_Written problem_.
Retype every entry in its entirety, without alteration.

_Data entries_.
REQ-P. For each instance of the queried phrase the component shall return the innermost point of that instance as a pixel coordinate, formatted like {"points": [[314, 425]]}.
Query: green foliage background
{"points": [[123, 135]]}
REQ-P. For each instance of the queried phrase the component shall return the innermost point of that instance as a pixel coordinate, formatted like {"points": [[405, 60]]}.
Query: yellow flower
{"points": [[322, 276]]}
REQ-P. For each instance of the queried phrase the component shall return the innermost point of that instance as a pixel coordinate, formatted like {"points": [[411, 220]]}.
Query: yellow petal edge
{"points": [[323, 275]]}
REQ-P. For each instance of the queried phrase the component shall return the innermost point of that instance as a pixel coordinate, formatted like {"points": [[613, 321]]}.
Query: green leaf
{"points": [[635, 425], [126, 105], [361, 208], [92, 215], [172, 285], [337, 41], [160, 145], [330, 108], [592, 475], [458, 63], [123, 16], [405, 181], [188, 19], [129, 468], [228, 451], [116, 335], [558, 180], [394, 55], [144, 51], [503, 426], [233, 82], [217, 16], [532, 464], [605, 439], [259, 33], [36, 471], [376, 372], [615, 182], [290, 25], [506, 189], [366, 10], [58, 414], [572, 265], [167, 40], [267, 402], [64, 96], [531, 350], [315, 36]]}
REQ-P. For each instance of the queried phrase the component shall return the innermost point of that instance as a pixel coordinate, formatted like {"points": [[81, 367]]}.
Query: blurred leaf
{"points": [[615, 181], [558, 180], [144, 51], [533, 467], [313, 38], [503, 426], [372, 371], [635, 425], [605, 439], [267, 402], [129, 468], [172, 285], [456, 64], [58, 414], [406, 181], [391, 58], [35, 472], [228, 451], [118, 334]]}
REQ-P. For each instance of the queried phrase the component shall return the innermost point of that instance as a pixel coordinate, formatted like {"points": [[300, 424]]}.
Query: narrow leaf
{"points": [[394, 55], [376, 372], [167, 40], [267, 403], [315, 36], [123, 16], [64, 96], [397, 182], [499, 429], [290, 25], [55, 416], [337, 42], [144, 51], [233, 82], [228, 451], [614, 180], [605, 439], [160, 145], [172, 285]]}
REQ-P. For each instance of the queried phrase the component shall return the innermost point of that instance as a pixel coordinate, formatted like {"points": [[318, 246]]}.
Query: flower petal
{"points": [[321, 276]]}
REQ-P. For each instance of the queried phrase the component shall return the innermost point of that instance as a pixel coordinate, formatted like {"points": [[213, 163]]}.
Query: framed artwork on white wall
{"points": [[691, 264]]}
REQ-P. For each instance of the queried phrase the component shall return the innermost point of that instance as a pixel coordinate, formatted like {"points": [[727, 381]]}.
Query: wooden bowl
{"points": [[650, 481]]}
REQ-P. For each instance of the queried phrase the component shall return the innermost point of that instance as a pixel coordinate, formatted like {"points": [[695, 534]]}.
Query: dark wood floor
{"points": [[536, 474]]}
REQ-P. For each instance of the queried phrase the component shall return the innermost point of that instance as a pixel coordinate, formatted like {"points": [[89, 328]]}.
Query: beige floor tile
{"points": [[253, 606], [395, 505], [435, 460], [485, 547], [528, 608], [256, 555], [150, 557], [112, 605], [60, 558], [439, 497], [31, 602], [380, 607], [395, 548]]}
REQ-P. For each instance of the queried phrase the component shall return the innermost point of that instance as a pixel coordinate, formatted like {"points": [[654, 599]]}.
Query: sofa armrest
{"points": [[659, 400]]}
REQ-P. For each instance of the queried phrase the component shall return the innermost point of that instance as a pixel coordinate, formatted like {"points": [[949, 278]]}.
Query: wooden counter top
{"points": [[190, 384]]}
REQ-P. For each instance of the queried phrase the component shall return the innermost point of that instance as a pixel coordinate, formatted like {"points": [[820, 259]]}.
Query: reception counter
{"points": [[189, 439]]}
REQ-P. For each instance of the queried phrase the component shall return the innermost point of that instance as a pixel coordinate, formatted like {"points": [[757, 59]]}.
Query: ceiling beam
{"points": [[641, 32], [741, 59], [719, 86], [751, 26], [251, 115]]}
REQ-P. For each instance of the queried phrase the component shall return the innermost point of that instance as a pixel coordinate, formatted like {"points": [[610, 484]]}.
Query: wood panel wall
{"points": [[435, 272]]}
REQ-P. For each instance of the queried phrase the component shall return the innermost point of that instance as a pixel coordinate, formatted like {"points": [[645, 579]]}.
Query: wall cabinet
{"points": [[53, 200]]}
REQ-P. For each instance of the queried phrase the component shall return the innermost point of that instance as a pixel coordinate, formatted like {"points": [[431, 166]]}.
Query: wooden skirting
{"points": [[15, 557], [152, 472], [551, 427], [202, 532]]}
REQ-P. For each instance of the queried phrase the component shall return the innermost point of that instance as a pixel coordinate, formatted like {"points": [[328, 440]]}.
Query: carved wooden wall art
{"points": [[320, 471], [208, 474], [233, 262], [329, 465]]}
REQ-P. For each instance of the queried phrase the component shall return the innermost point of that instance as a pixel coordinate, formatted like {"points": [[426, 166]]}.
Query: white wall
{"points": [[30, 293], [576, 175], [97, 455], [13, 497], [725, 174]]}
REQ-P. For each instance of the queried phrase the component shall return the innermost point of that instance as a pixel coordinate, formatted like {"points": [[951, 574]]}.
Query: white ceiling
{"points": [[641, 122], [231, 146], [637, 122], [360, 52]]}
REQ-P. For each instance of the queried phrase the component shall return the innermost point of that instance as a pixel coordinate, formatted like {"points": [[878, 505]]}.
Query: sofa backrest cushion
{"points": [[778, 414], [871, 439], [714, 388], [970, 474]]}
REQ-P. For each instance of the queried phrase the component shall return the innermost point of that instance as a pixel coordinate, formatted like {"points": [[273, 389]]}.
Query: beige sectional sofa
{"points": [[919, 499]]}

_Solution for this exercise_.
REQ-P. For each instance of the queried phrase the component shall return the innermost point of that instance as a pixel coordinate, formatted like {"points": [[314, 425]]}.
Query: green foliage background
{"points": [[123, 135]]}
REQ-P. For each instance of the queried phrase the component shall return the innermost point of that instance as a pixel coordinate, formatted like {"points": [[405, 60]]}.
Query: yellow flower
{"points": [[322, 276]]}
REQ-P. For each instance of the queried phrase the component shall return the innermost point of that instance as a pixel coordinate, formatted like {"points": [[411, 220]]}.
Query: yellow petal edge
{"points": [[323, 275]]}
REQ-P. For each instance of the queried phrase the component shall return the innermost point of that instance as a pixel coordinate, formatted like {"points": [[613, 321]]}.
Query: green leaf
{"points": [[635, 425], [126, 105], [361, 208], [92, 215], [172, 285], [337, 41], [160, 145], [330, 108], [592, 475], [458, 63], [123, 16], [405, 181], [188, 19], [129, 468], [228, 451], [116, 335], [558, 180], [394, 55], [144, 51], [503, 426], [233, 82], [217, 16], [532, 464], [605, 439], [259, 33], [36, 471], [376, 372], [615, 182], [290, 25], [506, 189], [366, 10], [58, 414], [572, 265], [167, 40], [267, 402], [64, 96], [531, 350], [315, 36]]}
REQ-P. For each instance of the queried phrase the component shall return the innermost point of that instance as a pixel coordinate, formatted like {"points": [[81, 367]]}.
Query: blurred leaf
{"points": [[615, 181], [558, 180], [144, 51], [533, 467], [313, 38], [503, 426], [372, 371], [635, 425], [605, 439], [267, 402], [129, 468], [172, 285], [456, 64], [58, 414], [406, 181], [391, 58], [35, 472], [228, 451], [118, 334]]}
REQ-P. For each instance of the queried phrase the component shall return the innermost point of that instance as a pixel coordinate, formatted like {"points": [[300, 424]]}.
Query: narrow leaf
{"points": [[394, 55], [376, 372], [167, 40], [267, 403], [315, 36], [123, 16], [64, 96], [397, 182], [499, 429], [290, 25], [55, 416], [337, 42], [144, 51], [233, 82], [228, 451], [614, 180], [605, 439], [160, 145], [172, 285]]}
REQ-P. For each instance of the queried phrase the component shall return the innermost point of that instance as a pixel coordinate, formatted like {"points": [[318, 246]]}.
Query: flower petal
{"points": [[321, 276]]}
REQ-P. For each instance of the queried phrase the component shall return the innermost point of that instance as a pixel coordinate, formatted like {"points": [[213, 163]]}.
Query: framed artwork on white wall
{"points": [[691, 264]]}
REQ-P. For each instance of the queried phrase the component shall return the innermost point of that instance as a pixel coordinate, formatted like {"points": [[727, 381]]}.
Query: wooden bowl
{"points": [[650, 481]]}
REQ-P. For each instance of the queried phrase the component shall return the innermost point of that instance as a pixel coordinate, formatted like {"points": [[695, 534]]}.
Query: dark wood floor
{"points": [[536, 474]]}
REQ-P. For each instance of the queried phrase the component shall return the innermost point of that instance as a pixel coordinate, formatted like {"points": [[89, 328]]}.
Query: beige floor tile
{"points": [[253, 606], [395, 505], [435, 460], [485, 547], [528, 608], [256, 555], [150, 557], [112, 605], [60, 558], [439, 497], [31, 602], [380, 607], [395, 548]]}
REQ-P. For each instance of the queried phrase the component shall return the innermost point of that instance as a pixel coordinate, formatted like {"points": [[654, 599]]}.
Query: sofa armrest
{"points": [[659, 400]]}
REQ-P. For each instance of the queried phrase the component shall return the innermost point of that instance as a pixel coordinate, formatted like {"points": [[949, 278]]}.
Query: wooden counter top
{"points": [[190, 384]]}
REQ-P. For each instance of the queried phrase the component shall return the innermost point of that instance as a pixel coordinate, formatted like {"points": [[820, 259]]}.
Query: reception counter
{"points": [[189, 439]]}
REQ-P. For each instance of the queried phrase the component shall return the innermost point of that instance as a pixel coordinate, formatted like {"points": [[757, 59]]}.
Query: ceiling beam
{"points": [[641, 32], [741, 59], [719, 86], [751, 26], [251, 115]]}
REQ-P. For each instance of the queried phrase the component shall return the innermost point of that instance as a pixel coordinate, formatted like {"points": [[610, 484]]}.
Query: wood panel wall
{"points": [[435, 272]]}
REQ-P. For each instance of the queried phrase the component shall return the innermost point of that instance as a pixel coordinate, formatted like {"points": [[645, 579]]}.
Query: wall cabinet
{"points": [[53, 200]]}
REQ-P. For each instance of the queried phrase the component shall return the innermost point of that instance as a pixel coordinate, formatted like {"points": [[431, 166]]}.
Query: wooden skirting
{"points": [[15, 557], [152, 472], [551, 427], [202, 532]]}
REQ-P. For each instance of the queried phrase the component shall return the innermost point of that instance as a pixel coordinate, formatted like {"points": [[328, 440]]}.
Query: carved wooden wall art
{"points": [[320, 471], [208, 474], [233, 262], [329, 465]]}
REQ-P. For each instance of the queried phrase the component shall return the innermost point of that instance as a pixel coordinate, formatted like {"points": [[426, 166]]}.
Query: white wall
{"points": [[30, 293], [576, 175], [97, 455], [13, 497], [725, 174]]}
REQ-P. For each instance of the queried phrase the component shall return the innermost point of that instance as a pixel coordinate, formatted like {"points": [[951, 574]]}.
Query: white ceiling
{"points": [[641, 122], [231, 146], [637, 122], [360, 52]]}
REQ-P. For each instance of the queried phrase the component shall return the innermost point of that instance as a pixel coordinate, formatted like {"points": [[878, 505]]}.
Query: sofa backrest cushion
{"points": [[778, 414], [871, 439], [714, 388], [970, 474]]}
REQ-P. For each instance of the queried phrase the component shall return the innermost point of that instance as a pixel coordinate, formatted like {"points": [[273, 389]]}.
Query: beige sectional sofa
{"points": [[919, 499]]}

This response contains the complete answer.